▶ **What is being asked**:
Reproduce every line of the entries below verbatim, omitting the pictures from your output.

▶ **Record extracts**:

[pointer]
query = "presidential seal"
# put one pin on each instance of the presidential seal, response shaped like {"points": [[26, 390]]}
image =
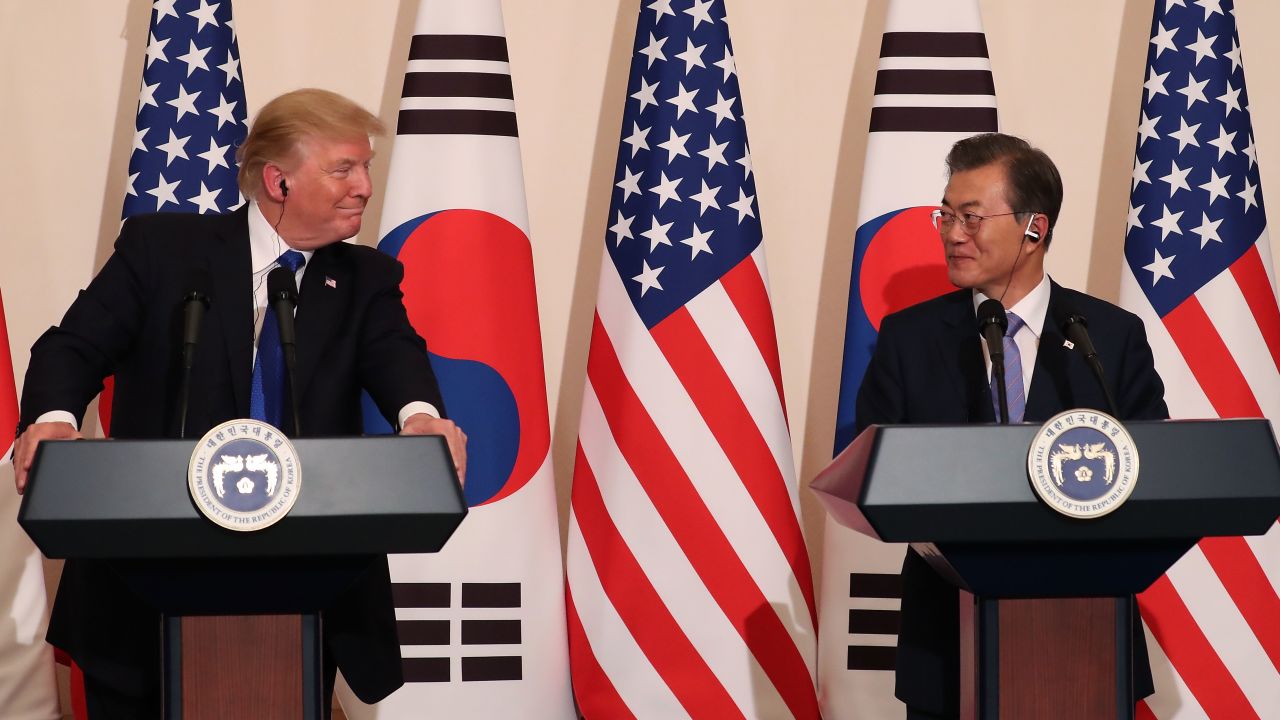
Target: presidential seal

▶ **Exercise response**:
[pointer]
query = "presidential seal"
# put one pin on each instance of the presidential seal, response shaped like {"points": [[26, 390]]}
image =
Target: presidential seal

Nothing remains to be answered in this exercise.